» What to work on:
Set out as a numbered list the lines starting at the one containing "query: the noun phrase to segment: boat dock" and ending at the final line below, both included, with blank lines omitted.

» Excerpted records:
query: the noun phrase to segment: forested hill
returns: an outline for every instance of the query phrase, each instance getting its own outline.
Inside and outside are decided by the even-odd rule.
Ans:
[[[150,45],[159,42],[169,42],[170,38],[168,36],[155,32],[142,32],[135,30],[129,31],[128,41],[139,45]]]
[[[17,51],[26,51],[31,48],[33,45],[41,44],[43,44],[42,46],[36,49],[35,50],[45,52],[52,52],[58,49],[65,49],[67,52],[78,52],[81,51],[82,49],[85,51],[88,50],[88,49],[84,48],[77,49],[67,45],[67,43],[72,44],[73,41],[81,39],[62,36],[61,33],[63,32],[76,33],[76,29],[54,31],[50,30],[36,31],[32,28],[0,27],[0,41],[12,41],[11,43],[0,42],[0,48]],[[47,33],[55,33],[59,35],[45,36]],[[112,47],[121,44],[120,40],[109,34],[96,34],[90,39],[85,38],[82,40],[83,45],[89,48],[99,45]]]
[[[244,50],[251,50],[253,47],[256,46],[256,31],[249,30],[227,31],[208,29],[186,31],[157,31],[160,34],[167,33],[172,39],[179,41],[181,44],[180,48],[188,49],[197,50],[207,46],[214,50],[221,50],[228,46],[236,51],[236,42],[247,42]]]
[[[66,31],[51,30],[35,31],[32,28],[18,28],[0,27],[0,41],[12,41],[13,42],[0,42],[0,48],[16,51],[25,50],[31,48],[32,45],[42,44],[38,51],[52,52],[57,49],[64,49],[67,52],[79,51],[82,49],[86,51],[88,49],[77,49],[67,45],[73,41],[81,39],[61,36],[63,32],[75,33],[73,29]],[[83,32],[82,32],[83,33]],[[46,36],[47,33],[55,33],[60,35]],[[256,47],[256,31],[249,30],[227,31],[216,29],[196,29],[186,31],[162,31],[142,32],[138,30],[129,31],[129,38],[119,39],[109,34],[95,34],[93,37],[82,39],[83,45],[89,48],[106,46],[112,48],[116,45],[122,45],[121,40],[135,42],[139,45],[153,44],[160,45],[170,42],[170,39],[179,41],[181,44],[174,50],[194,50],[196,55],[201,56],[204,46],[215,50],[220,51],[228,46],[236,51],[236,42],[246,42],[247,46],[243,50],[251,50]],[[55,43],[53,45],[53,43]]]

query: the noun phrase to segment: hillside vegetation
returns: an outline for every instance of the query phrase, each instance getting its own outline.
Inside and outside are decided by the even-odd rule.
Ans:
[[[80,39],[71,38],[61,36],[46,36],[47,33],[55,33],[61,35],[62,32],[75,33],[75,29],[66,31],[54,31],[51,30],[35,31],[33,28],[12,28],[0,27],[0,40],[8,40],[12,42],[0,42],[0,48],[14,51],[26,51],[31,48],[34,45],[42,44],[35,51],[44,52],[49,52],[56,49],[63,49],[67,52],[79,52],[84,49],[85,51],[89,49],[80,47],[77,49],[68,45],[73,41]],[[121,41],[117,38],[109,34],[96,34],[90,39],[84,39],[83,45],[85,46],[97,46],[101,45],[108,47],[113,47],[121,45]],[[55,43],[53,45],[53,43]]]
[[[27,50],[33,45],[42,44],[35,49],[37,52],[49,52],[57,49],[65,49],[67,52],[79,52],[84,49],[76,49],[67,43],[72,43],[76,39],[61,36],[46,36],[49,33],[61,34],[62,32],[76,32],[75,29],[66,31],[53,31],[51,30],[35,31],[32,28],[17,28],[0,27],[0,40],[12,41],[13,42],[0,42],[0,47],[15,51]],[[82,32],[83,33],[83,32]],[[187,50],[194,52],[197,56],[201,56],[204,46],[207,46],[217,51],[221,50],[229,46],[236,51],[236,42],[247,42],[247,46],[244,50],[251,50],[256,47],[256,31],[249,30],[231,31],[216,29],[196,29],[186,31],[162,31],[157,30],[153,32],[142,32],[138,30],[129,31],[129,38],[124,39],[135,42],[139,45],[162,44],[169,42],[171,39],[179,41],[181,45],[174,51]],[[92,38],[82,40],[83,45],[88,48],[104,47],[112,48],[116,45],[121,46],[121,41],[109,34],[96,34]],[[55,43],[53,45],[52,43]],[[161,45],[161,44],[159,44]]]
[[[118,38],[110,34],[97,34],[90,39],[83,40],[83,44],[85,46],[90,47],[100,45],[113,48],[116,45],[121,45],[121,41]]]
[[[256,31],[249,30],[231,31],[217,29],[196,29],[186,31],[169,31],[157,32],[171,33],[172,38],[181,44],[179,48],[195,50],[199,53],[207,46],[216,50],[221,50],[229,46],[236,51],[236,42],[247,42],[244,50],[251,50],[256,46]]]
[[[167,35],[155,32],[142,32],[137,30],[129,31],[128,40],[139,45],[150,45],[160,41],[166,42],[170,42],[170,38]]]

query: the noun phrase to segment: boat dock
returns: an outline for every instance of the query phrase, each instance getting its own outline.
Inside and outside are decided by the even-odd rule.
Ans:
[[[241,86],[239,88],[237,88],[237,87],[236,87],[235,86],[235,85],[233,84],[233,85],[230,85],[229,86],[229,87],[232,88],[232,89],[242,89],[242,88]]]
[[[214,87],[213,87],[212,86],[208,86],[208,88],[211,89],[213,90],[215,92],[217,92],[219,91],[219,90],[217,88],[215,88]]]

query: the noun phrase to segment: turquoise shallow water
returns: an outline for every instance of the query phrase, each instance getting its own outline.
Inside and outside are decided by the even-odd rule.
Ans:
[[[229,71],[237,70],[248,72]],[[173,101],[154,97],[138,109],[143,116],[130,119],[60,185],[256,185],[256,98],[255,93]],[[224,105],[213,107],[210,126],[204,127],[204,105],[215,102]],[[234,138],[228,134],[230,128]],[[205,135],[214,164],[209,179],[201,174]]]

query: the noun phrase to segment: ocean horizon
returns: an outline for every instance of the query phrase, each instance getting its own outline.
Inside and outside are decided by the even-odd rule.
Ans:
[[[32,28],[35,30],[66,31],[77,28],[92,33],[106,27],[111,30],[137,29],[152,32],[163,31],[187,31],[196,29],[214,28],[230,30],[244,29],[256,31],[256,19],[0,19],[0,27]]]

» Result of the exercise:
1. query: the noun phrase to segment: boat dock
2. returns: an outline for every instance of the query phrase, each instance getting its own outline.
3. Inside and outside are decided by the even-odd rule.
4. Ans:
5. [[[241,86],[239,88],[237,88],[237,87],[236,87],[235,86],[235,85],[233,84],[233,85],[230,85],[229,86],[229,87],[232,88],[232,89],[242,89],[242,88]]]
6. [[[214,87],[213,87],[212,86],[208,86],[208,88],[211,89],[213,90],[215,92],[217,92],[219,91],[219,90],[217,88],[215,88]]]
7. query: the noun phrase to segment: turquoise shallow water
8. returns: an outline for every instance of the query phrase, each instance getting its own outline.
9. Inside and outside are decided by the even-odd rule.
10. Ans:
11. [[[229,71],[237,70],[248,72]],[[173,101],[154,97],[138,109],[143,116],[130,119],[60,185],[256,185],[256,98],[255,93]],[[224,105],[213,107],[210,126],[204,127],[204,105],[215,102]],[[234,138],[228,134],[230,128]],[[205,135],[214,164],[209,179],[201,174]]]
12. query: the noun phrase to segment: ocean horizon
13. returns: an outline for every instance of the query phrase, each instance getting its own outline.
14. Inside and outside are decided by the even-odd rule.
15. Ans:
16. [[[32,28],[35,30],[66,31],[77,28],[92,33],[106,27],[111,30],[137,29],[152,32],[163,31],[187,31],[196,29],[214,28],[230,30],[244,29],[256,31],[256,19],[0,19],[0,27]]]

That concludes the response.